##### FRAGMENTO DEL DOCUMENTO
Más económicos resultan los viajes por nuestro entorno: redescubrir nuestra ciudad en una época en que pueden escucharse sus sonidos diferenciados y uno corre menor peligro de ser arrollado por el puñetero patinete que invade la acera. Hacer de flâneur, vagar por calles sin prisa ni propósito, solo al aire que marca el ritmo atenuado de la ciudad, como aconseja el andariego David Le Breton en Caminar la vida (Siruela), el último de sus libros. O buscarse un destino cercano, cubrir una laguna, averiguar qué había ahí antes, qué pasó en ese barrio. A mí, por ejemplo, la lectura (y las fotos) del estupendo ensayo poético Temblor de no ver más, de Anne Louyot (Joaquín Gallego Editor), me ha animado a hacer una pequeña excursión por los búnkeres del parque del Oeste, uno de los lugares más devastados por las tropas rebeldes durante la Guerra Civil, en cumplimiento de la promesa que había formulado el propio Franco en noviembre de 1936: “Destruiré Madrid antes que dejárselo a los marxistas”. Y vaya si lo consiguió: para comprender la extensión del castigo vuelvan a echarle un vistazo a la estupenda cartografía incluida en Madrid bombardeado (Cátedra, 2021), de Enrique Bordes y Luis de Sobrón.
##########
**QUÉ HARÁS:**
1/ Enumera todos los títulos de libros que se citan en el fragmento sobre pasear por la ciudad.
2/ Según el fragmento sobre pasear por la ciudad, ¿son ciertas estas afirmaciones? (a) Caminar la vida es el último libro de David Le Breton. (b) Madrid bombardeado salió en Siruela. (c) Franco formuló su promesa en noviembre de 1936. Responde sí o no a cada una y cita las palabras del fragmento que lo deciden.
3/ Retoma el fragmento sobre pasear por la ciudad desde el punto en que termina y continúalo.
##### DATOS MOSTRADOS
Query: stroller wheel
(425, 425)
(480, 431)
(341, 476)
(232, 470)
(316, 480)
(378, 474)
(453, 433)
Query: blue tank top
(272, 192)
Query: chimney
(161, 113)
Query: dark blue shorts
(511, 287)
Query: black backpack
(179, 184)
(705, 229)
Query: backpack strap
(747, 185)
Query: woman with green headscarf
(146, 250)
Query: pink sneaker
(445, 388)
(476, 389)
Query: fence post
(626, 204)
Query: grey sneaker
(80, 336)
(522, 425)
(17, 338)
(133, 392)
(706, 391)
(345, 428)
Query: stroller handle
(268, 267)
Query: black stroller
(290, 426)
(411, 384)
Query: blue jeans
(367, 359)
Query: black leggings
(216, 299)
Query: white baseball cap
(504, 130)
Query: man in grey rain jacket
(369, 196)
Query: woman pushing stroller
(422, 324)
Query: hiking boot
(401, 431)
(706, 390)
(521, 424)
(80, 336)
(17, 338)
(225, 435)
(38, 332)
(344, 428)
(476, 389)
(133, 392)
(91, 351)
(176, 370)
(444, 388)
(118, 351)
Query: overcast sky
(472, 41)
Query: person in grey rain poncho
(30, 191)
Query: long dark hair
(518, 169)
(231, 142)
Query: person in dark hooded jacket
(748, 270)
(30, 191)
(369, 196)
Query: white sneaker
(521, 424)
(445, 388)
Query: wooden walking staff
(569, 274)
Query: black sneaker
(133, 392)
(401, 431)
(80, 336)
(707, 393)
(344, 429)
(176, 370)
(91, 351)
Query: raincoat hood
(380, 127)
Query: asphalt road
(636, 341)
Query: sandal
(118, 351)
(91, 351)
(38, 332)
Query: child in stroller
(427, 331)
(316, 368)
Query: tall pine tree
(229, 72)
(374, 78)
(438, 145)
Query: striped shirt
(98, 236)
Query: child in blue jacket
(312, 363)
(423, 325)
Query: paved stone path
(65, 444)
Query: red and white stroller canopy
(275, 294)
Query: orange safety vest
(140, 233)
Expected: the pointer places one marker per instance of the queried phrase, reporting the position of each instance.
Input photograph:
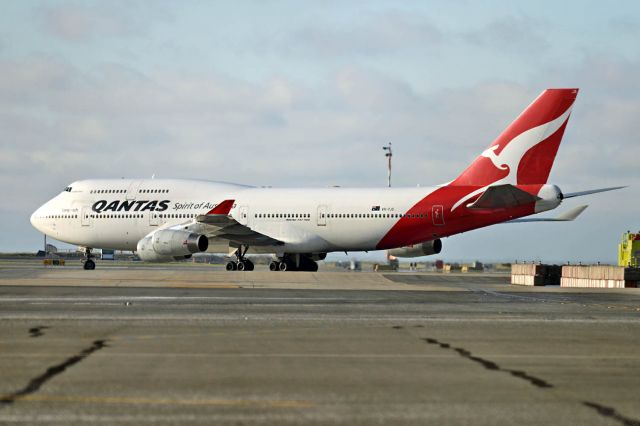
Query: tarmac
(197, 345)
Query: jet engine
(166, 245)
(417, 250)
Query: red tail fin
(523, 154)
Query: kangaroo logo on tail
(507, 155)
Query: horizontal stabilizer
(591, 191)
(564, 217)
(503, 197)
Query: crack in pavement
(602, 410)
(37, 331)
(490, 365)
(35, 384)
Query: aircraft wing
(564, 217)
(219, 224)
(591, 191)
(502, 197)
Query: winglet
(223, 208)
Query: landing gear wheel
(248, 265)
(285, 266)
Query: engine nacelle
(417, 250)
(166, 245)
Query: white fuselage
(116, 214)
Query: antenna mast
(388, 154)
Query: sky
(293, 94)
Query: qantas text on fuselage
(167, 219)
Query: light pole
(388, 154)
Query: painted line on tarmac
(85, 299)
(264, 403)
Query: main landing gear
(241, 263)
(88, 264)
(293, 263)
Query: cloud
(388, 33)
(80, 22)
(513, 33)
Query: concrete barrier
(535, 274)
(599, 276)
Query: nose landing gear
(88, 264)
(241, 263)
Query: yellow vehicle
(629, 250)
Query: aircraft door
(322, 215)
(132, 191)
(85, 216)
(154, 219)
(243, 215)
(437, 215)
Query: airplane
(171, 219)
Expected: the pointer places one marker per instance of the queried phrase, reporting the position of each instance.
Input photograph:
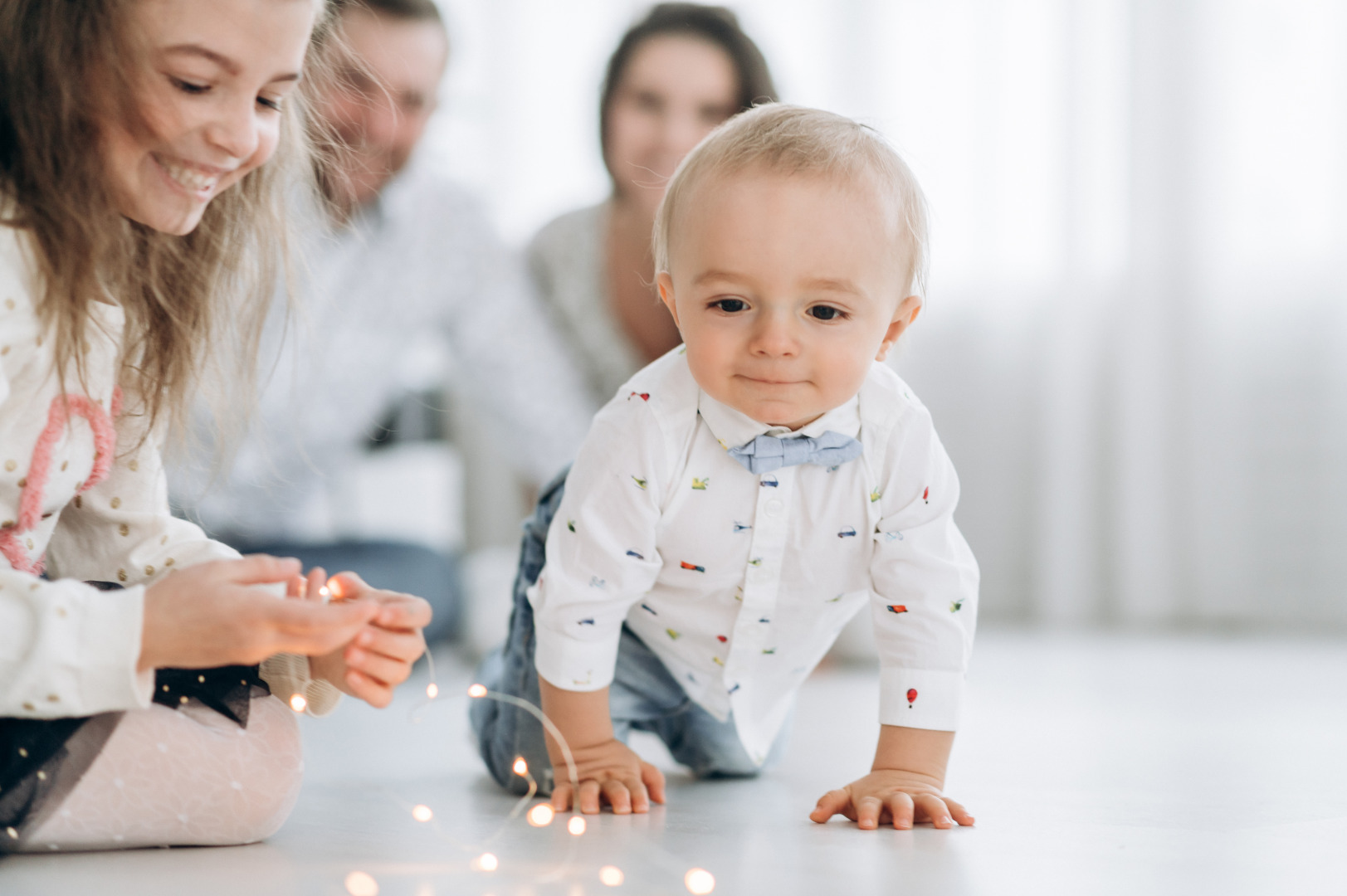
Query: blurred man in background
##########
##### DATOS MOSTRADOS
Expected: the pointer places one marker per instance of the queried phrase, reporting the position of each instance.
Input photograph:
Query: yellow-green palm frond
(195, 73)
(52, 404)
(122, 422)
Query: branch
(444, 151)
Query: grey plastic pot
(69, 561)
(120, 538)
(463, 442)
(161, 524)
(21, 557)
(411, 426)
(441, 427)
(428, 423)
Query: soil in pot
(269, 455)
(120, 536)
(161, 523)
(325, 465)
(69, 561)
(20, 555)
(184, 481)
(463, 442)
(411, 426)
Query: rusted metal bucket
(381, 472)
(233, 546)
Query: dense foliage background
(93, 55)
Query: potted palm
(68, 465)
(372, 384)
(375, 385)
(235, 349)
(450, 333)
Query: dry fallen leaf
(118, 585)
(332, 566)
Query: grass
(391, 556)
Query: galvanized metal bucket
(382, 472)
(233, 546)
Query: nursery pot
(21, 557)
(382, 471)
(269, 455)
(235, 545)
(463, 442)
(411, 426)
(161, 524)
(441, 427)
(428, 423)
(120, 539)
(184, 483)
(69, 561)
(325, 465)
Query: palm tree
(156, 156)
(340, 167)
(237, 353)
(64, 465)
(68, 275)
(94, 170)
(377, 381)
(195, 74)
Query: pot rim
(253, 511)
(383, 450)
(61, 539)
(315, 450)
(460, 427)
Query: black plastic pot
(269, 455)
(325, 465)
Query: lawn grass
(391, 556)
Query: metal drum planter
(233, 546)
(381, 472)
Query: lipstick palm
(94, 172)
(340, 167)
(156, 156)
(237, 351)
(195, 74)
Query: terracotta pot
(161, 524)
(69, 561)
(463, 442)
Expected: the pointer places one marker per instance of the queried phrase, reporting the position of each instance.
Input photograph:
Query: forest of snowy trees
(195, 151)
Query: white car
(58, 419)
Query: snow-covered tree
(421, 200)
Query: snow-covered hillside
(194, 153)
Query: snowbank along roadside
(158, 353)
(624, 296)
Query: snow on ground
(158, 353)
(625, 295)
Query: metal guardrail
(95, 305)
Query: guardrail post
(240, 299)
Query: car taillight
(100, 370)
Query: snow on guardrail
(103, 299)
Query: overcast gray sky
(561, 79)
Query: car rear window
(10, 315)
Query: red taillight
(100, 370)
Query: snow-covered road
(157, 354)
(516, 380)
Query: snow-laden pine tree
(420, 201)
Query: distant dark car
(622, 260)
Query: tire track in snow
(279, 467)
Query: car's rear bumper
##########
**RESPUESTAS POR TAREA:**
1/ Caminar la vida; Temblor de no ver más; Madrid bombardeado

2/
(a) Sí: "el último de sus libros".
(b) No: "Madrid bombardeado (Cátedra, 2021)".
(c) Sí: "había formulado el propio Franco en noviembre de 1936".

3/
3. Exteriores

En 1945, cuando todavía humeaba Berlín y los regímenes fascistas habían sido derrotados en Europa y el Pacífico, hubo quien pensó que el siguiente objetivo podría ser librar al continente de la dictadura de Franco. En 1946 pareció que se iba a lograr: cierre de la frontera francesa, resolución condenatoria de Naciones Unidas, atmósfera internacional de rechazo. Pero a Franco le vino Dios a ver (además de otros prodigios conjurados por su astucia y su baraka) cuando los vencedores europeos dejaron de contemplar a Stalin como un buen socio: el temor al expansionismo soviético fue el supositorio que sirvió para que los aliados dejaran de ver al general español como un dictador fascista y pasaran a considerarlo un anticomunista no peligroso (para ellos, claro) útil en futuros y nada improbables conflictos con la parte roja del mundo. Franco mataba cada día, casi cada hora: si quieren ampliar su conocimiento de la represión lean el revelador Castigar a los rojos (Crítica), de Ángel Viñas, Francisco Espinosa y Guillermo Portilla, en torno a la labor del fiscal coronel Felipe Acedo Colunga, el fascista vengativo e inquisidor que marcó las pautas del implacable castigo a los vencidos. Pero de eso se hablaba poco en la Europa en reconstrucción, demasiado preocupada por tener a raya a los rusos y proteger el flanco sur. Si quieren enterarse bien de cómo Franco y sus ministros de Exteriores (desde el elegante pronazi Serrano Suñer hasta los “reformistas” López Rodó y Pedro Cortina, a quien le tocó lidiar con la descolonización del Sáhara) consiguieron nadar y guardar la ropa, no se pierdan Estrategias de supervivencia (Marcial Pons), de Julio Gil Pecharromán, un buen estudio sintético sobre la política exterior del franquismo.